_To be done:_ Reproduce the lines of the entries from the line with "Target: <item>boat</item>" to the line with "117 162 L 111", changing "region" to "area" and leaving all other text unaltered.

_Material provided:_
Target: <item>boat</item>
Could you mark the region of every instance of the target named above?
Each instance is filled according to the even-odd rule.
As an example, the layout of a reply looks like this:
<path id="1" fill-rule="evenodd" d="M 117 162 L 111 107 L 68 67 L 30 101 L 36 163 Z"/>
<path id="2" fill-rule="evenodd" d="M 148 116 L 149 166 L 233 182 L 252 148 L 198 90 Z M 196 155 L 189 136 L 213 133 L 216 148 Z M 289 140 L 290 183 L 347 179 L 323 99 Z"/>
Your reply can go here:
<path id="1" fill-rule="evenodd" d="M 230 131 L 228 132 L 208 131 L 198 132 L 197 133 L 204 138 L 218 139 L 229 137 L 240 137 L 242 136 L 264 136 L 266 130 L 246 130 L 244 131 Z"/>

---

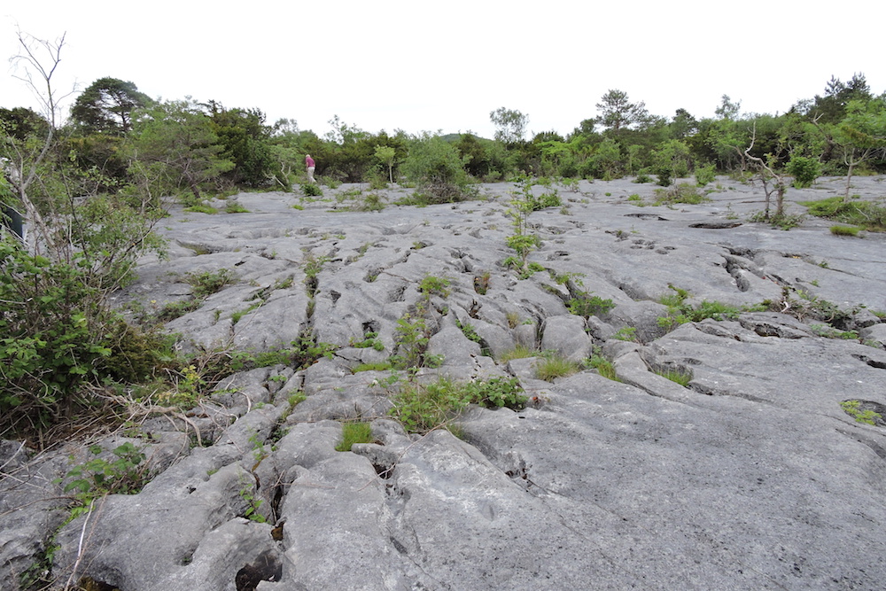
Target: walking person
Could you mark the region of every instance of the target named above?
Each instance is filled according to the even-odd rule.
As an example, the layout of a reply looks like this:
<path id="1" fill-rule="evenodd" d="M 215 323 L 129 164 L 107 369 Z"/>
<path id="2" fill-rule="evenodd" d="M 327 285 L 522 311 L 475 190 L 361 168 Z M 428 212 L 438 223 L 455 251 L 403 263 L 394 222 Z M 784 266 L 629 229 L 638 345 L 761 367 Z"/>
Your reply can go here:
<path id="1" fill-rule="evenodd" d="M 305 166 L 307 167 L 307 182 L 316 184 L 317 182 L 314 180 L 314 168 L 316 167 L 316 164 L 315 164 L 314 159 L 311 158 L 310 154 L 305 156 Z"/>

_Solution for this problem:_
Target: <item>boat</item>
Could you mark the area of every instance of the target named above?
Each instance is filled according to the even-odd rule.
As an example, the layout of a reply looks like this:
<path id="1" fill-rule="evenodd" d="M 117 162 L 111 107 L 68 67 L 30 101 L 36 163 Z"/>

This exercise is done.